EXERCISE
Return every record exactly as written.

DATASET CONTENT
------------------------------

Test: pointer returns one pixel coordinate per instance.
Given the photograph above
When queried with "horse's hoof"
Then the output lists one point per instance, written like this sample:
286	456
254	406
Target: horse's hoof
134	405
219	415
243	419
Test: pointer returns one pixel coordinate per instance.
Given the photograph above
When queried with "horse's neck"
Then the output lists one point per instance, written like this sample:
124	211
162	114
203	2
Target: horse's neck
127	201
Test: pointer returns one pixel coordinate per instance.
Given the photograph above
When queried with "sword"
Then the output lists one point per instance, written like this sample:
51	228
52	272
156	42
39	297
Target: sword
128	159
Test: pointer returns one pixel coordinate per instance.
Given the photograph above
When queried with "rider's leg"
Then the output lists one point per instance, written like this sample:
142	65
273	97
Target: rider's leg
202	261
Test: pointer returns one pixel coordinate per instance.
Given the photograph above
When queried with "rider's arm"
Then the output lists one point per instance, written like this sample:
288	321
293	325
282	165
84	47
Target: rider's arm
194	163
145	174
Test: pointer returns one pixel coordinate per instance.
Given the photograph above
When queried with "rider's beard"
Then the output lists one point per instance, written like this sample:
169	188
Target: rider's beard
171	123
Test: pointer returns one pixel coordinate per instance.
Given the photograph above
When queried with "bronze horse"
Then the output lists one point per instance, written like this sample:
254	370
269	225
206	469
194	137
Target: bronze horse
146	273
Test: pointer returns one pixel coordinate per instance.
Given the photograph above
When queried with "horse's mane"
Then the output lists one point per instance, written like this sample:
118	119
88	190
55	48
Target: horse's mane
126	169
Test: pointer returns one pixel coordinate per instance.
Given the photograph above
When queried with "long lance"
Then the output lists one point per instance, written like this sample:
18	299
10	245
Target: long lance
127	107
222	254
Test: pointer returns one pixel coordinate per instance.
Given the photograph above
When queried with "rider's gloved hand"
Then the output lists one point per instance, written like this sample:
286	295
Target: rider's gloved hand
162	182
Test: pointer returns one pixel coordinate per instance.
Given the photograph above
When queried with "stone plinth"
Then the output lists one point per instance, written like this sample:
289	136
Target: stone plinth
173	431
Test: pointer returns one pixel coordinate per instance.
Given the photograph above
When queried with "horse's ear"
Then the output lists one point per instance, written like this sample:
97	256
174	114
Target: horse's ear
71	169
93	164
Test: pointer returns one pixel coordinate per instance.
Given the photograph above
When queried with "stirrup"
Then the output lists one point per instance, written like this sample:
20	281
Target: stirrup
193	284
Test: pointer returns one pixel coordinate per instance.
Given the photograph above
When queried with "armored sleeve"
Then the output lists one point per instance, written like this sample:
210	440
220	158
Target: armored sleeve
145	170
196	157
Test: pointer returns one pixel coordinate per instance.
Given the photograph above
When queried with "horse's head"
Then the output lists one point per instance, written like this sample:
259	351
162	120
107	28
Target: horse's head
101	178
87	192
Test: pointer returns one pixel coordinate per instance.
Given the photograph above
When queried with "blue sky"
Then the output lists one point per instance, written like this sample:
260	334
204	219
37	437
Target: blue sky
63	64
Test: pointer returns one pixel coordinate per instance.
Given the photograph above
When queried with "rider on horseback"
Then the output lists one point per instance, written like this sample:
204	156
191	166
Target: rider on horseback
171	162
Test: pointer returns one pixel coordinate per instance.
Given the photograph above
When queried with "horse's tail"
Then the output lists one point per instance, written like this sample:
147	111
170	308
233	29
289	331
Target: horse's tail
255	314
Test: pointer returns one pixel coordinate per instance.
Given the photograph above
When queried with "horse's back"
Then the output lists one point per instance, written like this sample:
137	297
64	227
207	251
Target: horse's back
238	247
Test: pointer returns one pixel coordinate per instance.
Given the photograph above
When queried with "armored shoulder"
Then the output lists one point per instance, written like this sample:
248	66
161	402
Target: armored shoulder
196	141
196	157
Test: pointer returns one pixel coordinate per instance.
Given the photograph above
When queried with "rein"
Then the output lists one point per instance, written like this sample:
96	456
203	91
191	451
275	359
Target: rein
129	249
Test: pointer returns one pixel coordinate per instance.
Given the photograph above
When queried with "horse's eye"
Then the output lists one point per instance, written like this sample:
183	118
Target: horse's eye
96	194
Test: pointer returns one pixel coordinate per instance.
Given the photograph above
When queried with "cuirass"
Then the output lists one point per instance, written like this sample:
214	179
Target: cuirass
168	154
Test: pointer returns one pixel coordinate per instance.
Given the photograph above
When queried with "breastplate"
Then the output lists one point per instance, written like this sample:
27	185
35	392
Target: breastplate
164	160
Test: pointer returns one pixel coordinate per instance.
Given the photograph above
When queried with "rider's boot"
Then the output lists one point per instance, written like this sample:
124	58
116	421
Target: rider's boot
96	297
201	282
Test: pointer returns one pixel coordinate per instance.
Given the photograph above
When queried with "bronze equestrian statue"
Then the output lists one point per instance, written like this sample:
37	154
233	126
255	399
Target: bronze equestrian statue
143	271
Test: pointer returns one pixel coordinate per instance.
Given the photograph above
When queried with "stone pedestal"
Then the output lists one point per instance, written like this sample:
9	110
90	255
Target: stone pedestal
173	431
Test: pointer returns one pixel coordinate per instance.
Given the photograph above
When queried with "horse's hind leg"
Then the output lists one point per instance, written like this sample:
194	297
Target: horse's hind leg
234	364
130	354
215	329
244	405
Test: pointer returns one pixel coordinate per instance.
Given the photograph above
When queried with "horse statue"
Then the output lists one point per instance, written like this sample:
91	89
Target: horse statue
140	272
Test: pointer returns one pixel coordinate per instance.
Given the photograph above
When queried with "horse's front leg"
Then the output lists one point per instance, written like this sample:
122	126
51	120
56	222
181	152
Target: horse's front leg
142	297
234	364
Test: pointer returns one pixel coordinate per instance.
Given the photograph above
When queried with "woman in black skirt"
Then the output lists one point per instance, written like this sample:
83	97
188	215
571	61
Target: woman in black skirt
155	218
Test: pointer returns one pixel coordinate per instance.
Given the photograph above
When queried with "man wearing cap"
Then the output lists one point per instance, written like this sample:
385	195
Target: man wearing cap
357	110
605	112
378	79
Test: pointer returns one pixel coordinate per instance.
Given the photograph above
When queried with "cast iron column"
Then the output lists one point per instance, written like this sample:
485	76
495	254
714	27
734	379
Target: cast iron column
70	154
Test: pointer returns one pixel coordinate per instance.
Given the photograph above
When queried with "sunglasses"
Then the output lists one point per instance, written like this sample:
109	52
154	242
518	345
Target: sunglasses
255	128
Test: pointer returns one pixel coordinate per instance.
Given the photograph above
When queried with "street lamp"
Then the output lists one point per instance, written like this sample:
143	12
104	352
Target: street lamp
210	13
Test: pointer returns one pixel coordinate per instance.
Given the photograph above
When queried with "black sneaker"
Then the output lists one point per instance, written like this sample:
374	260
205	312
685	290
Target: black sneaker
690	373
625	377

------------------------------

THE RESULT
Test: pointer returns one pixel coordinate per instance.
Given the photograph above
When queried with "horse's hoof"
Then the output lists one point per instance, written like this sample:
286	456
254	406
Target: horse's hoof
134	405
219	415
243	419
Test: pointer returns one pixel coordinate per instance.
Given the photograph above
When queried with "horse's neck"
Then the output lists one point per instance, written like this sample:
124	211
162	114
203	2
Target: horse's neck
127	201
Test: pointer returns one pixel coordinate per instance.
Given the photograph above
When queried with "sword"
Then the output lists one point per instance, written like this sample:
51	228
52	272
156	42
39	297
Target: sword
128	159
Test: pointer returns one pixel coordinate per instance.
Given the photograph above
When queried with "rider's leg"
Then the output lists one point per instance, written like this sample:
142	65
273	97
Target: rider's leg
202	261
Test: pointer returns one pixel coordinate per instance.
Given the photograph above
When queried with "rider's arm"
Then the output lists one point per instance, written like this sample:
288	321
293	325
282	165
84	47
Target: rider's arm
194	163
145	174
Test: pointer returns one pixel coordinate per instance.
Given the photograph above
When queried with "rider's beard"
Then the output lists one point per instance, written like this sample:
169	188
Target: rider's beard
171	123
Test: pointer returns one pixel coordinate per instance.
Given the photograph above
When queried with "bronze horse"
Then the output lists one point per instance, written like this sample:
254	370
269	225
206	469
194	137
Target: bronze horse
146	273
Test: pointer returns one pixel coordinate per instance.
Given the photograph above
When queried with "horse's mane"
Then the output lists one point per instance, written like this sample:
118	119
88	190
55	48
Target: horse's mane
126	169
Test: pointer returns one pixel coordinate per instance.
Given the photograph above
When queried with "long lance"
Then the output lists one point per instance, written like this sample:
18	299
10	245
Target: long lance
127	107
222	254
Test: pointer returns one pixel coordinate per instance.
Given the photograph above
When queried with "rider's gloved hand"
Then the output lists one point per instance, written like this sample:
286	295
Target: rider's gloved hand
162	182
Test: pointer returns one pixel coordinate per instance.
Given the photograph above
When queried with "stone plinth"
Then the output lists one point per instance, written like this sample:
289	136
Target: stone plinth
173	431
Test: pointer returns one pixel coordinate per instance.
Given the photograph above
When queried with "horse's ear"
Then the output lists one point per instance, written like this sample:
97	256
174	114
Target: horse's ear
71	169
93	164
Test: pointer returns one pixel coordinate per instance.
Given the photograph above
When queried with "stirrup"
Then the output lists one point per instance, written like this sample:
20	281
Target: stirrup
193	284
Test: pointer returns one pixel coordinate per instance.
Given the photograph above
When queried with "armored sleeve"
Then the output lists one point per instance, written like this sample:
210	440
220	158
Target: armored sleeve
145	170
196	157
Test: pointer returns one pixel coordinate per instance.
Given the photograph above
When queried with "horse's head"
Then the output lists one point per instance, written like this sample:
259	351
162	120
107	28
Target: horse's head
101	178
87	192
Test: pointer returns one pixel coordinate per instance.
Given the photograph above
When queried with "blue sky"
Then the output lists one point per instance, written like this sample:
260	334
204	219
37	437
Target: blue sky
63	64
Test: pointer returns one pixel coordinate per instance.
Given the photograph above
When queried with "rider on horseback"
Then the output lists one point per instance, written like this sample:
204	156
191	166
Target: rider on horseback
171	162
Test: pointer returns one pixel coordinate per instance.
Given the photograph above
When queried with "horse's tail"
Then the output lists one point per instance, written like this sample:
147	111
170	308
233	29
289	331
Target: horse's tail
255	314
Test: pointer returns one pixel coordinate per instance.
Given the photograph above
When queried with "horse's back"
Then the output lists one point per instance, written like this sample:
137	297
64	227
207	251
Target: horse's back
238	247
Test: pointer returns one pixel coordinate per instance.
Given the photograph above
When queried with "armored shoulder"
Then the output lists one point per instance, written like this sample:
248	66
161	402
Target: armored shoulder
196	141
196	157
Test: pointer returns one pixel coordinate per instance.
Given the photograph above
When queried with "rein"
Then the output lists one point per instance, written like this sample:
96	456
203	91
191	451
275	359
Target: rein
129	249
Test: pointer returns one pixel coordinate per instance.
Given the photograph above
When queried with "horse's eye"
Then the output lists one point per instance, written like this sample:
183	118
Target: horse's eye
96	194
Test: pointer returns one pixel coordinate per instance.
Given the photograph above
When queried with "cuirass"
Then the output lists one point per instance, written like this sample:
214	179
Target: cuirass
168	154
Test: pointer returns one pixel coordinate per instance.
Given the photograph above
When queried with "breastplate"
Then the output lists one point per instance, written like this sample:
27	185
35	392
Target: breastplate
164	160
Test: pointer returns one pixel coordinate per instance.
Given the photograph above
When queried with "rider's boot"
Then the output lists one point per instance, written like this sample:
124	58
116	421
Target: rider's boot
96	297
201	282
Test: pointer returns one pixel coordinate per instance.
Given the photograph above
When queried with "bronze equestrian statue"
Then the output lists one point per instance, written like this sample:
37	154
233	126
255	399
Target: bronze equestrian statue
143	271
Test: pointer returns one pixel coordinate per instance.
Given the photograph above
When queried with "stone pedestal"
Then the output lists one point per instance, written like this sample:
9	110
90	255
Target: stone pedestal
173	431
Test: pointer returns one pixel coordinate per instance.
Given the photograph above
When queried with "horse's hind leg"
Then the output lists one point per instance, written like this sample:
194	297
Target: horse's hind leg
234	364
130	354
215	329
244	405
Test: pointer returns one pixel coordinate per instance.
Given the photograph above
When queried with "horse statue"
Then the output lists one point per instance, written like this sample:
91	89
Target: horse statue
140	272
Test: pointer returns one pixel coordinate per instance.
Given the photograph above
When queried with "horse's front leg"
Then the output lists one point per instance, written like this sample:
122	126
51	120
56	222
181	152
Target: horse's front leg
142	297
234	364
Test: pointer returns one pixel coordinate per instance.
Given the photograph above
When queried with "woman in black skirt"
Then the output lists one point per instance, written like this sample:
83	97
188	215
571	61
Target: woman in black skirt
155	218
Test: pointer returns one pixel coordinate per instance.
Given the photograph above
When queried with "man wearing cap"
Then the output lists one point per instance, written like this sample:
385	195
Target: man wearing cap
357	110
605	112
378	79
Test: pointer returns one pixel coordinate per instance.
Given the photograph above
When queried with "cast iron column"
Then the output lists one point per instance, written like this sample:
485	76
495	254
714	27
734	379
Target: cast iron column
70	154
Test: pointer returns one pixel coordinate per instance.
Given the photograph above
When queried with "sunglasses"
Then the output lists one point per instance, written like this sample:
109	52
154	242
518	345
Target: sunglasses
255	128
Test: pointer returns one pixel coordinate per instance.
Given the photograph above
When queried with "street lamp"
Then the output lists one point per instance, written like this sample:
143	12
104	352
Target: street lamp
210	13
Test: pointer returns one pixel coordinate per instance.
Given the photograph above
When queried with "black sneaker"
Then the output lists one point per instance, written like this sample:
374	260
205	312
685	290
Target: black sneaker
690	373
625	377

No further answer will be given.